### TASK INSTRUCTIONS
Print out the data below with every line intact.

### SOURCE INFORMATION
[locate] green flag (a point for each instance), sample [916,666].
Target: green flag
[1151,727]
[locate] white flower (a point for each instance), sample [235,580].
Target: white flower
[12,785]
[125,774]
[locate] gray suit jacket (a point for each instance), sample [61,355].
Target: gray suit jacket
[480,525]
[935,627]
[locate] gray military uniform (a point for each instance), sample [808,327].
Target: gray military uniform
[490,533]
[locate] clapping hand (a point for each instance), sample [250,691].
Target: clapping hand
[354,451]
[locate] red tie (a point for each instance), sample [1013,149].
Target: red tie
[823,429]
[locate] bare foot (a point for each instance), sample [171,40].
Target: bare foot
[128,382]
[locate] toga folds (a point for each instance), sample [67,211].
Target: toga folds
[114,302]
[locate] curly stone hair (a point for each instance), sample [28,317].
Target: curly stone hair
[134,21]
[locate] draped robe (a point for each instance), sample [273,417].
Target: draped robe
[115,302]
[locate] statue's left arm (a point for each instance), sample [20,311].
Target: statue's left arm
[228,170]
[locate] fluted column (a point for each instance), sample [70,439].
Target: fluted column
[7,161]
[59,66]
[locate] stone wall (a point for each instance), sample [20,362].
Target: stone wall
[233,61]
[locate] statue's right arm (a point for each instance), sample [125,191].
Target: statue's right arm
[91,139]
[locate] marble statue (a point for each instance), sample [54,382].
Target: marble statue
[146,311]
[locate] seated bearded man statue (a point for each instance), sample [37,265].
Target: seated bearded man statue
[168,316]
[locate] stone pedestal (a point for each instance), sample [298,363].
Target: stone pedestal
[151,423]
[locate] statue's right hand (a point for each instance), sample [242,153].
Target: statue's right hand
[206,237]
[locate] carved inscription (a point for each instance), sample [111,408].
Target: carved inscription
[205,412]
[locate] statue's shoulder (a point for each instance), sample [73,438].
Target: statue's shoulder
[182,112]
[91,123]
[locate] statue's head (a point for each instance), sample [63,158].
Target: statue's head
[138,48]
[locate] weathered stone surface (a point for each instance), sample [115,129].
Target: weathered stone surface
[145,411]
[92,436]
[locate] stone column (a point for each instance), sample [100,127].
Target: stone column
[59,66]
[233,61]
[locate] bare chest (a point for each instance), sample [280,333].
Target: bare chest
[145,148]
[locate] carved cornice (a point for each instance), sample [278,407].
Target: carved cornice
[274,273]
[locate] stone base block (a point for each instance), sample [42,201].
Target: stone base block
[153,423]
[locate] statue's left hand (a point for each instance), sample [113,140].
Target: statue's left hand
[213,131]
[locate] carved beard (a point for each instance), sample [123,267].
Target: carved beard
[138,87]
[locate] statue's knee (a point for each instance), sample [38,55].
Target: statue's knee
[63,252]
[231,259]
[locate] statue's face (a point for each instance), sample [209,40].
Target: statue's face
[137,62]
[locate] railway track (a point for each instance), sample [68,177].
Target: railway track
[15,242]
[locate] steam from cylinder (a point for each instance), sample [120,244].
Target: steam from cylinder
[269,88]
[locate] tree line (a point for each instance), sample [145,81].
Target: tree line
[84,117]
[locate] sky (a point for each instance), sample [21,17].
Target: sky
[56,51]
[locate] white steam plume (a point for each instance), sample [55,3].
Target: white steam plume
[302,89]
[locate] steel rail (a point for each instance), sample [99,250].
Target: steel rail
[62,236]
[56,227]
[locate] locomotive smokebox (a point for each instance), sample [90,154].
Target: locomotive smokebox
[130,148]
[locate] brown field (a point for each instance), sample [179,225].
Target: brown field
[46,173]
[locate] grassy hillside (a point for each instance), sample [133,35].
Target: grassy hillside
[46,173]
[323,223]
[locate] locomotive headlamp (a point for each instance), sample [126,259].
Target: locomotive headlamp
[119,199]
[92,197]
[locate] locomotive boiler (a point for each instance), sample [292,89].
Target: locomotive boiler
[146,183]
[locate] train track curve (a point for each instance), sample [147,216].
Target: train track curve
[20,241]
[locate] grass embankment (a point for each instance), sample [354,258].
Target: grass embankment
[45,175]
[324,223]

### WRITTEN SOLUTION
[locate] green flag (a point for each instance), sample [916,666].
Target: green flag
[1151,727]
[locate] white flower (a point for each instance), sample [235,580].
Target: white flower
[12,785]
[125,774]
[locate] gray suit jacket (a point for each instance), sample [61,355].
Target: gray suit jacket
[480,525]
[935,627]
[locate] gray military uniform (a point for each instance), sample [808,327].
Target: gray military uniform
[490,533]
[locate] clapping hand (a point for each instance), sample [250,691].
Target: clapping hand
[354,451]
[locate] red tie (a point for each instance), sample [1013,149].
Target: red tie
[823,429]
[locate] bare foot (a point for each instance), sample [171,40].
Target: bare foot
[128,382]
[locate] toga folds (a point for each instance), sample [67,211].
Target: toga folds
[114,302]
[locate] curly stone hair (a point for each instance), sample [28,317].
Target: curly stone hair
[134,21]
[locate] draped robe (a point for each instance), sample [273,417].
Target: draped robe
[115,302]
[locate] statue's left arm (a point for each instance), sample [20,311].
Target: statue's left arm
[228,170]
[locate] fluted column (a point for each instance), sample [70,439].
Target: fluted column
[7,161]
[59,66]
[locate] stone wall (a point for each instance), sample [20,362].
Target: stone wall
[233,61]
[locate] statue's right arm (a point for each instance), sample [125,191].
Target: statue's right arm
[91,139]
[locate] marble statue (a point for each instance), sample [54,382].
Target: marble statue
[146,311]
[locate] seated bearded man statue (a point for each instance), sample [37,265].
Target: seated bearded man statue
[168,316]
[locate] stone pedestal (a point for each instance), sample [298,363].
Target: stone pedestal
[151,423]
[locate] statue's right hand (a point for each instance), sample [242,153].
Target: statue's right hand
[206,237]
[locate] carved inscription (a point for each instance), sample [111,408].
Target: carved inscription
[205,412]
[locate] statue's shoulder (a point for each instance), sample [73,438].
Target: statue's shoulder
[182,112]
[91,123]
[locate] statue's head (a point for each instance), sample [63,158].
Target: statue's head
[138,48]
[locate] weathered stone surface (a point for each instance), sample [115,129].
Target: weathered stone surface
[145,411]
[92,436]
[locate] stone column (a point for each instance), sample [100,127].
Target: stone column
[59,66]
[233,61]
[locate] bare chest (a point for each instance), sample [280,333].
Target: bare chest
[145,148]
[locate] carved cornice (a point for each instance), sample [278,407].
Target: carved cornice
[274,273]
[locate] stone base block (a point for each instance), sample [42,201].
Target: stone base block
[153,423]
[locate] statue's left hand (a point for each instance), sample [113,140].
Target: statue's left hand
[213,131]
[locate] carved beard (a point for each instance), sample [123,267].
Target: carved beard
[138,87]
[locate] statue's knee (a point for each instance), sample [38,55].
Target: statue's knee
[63,252]
[231,259]
[locate] statue's face (a point for each instance), sample [209,40].
Target: statue's face
[137,62]
[locate] railway track (a point for each instance), sample [68,177].
Target: railway track
[15,242]
[locate] steam from cylinder (a point for each instance), sample [120,244].
Target: steam from cylinder
[269,88]
[locate] tree line (a point for each instance), sample [145,81].
Target: tree line
[84,117]
[locate] sky (a point for each instance), sample [21,17].
Target: sky
[56,51]
[locate] white steam plume (a point for each instance), sample [55,3].
Target: white steam plume
[302,89]
[locate] steel rail (a point for each instance), sample [99,250].
Target: steel rail
[62,236]
[56,227]
[locate] locomotive smokebox (a point for each instance), sample [90,154].
Target: locomotive smokebox
[130,148]
[locate] brown field (a point for each instance), sample [179,225].
Target: brown field
[46,173]
[locate] grassy hillside (a point for each instance), sample [133,35].
Target: grassy hillside
[46,173]
[323,223]
[locate] locomotive headlamp (a point for each instance), sample [126,259].
Target: locomotive headlamp
[119,199]
[92,197]
[locate] locomotive boiler (a point for each instance), sample [292,89].
Target: locomotive boiler
[146,183]
[locate] train track curve (a point for each instance), sample [147,216].
Target: train track curve
[20,241]
[locate] grass embankment (a point for each instance), sample [354,258].
Target: grass embankment
[45,175]
[324,223]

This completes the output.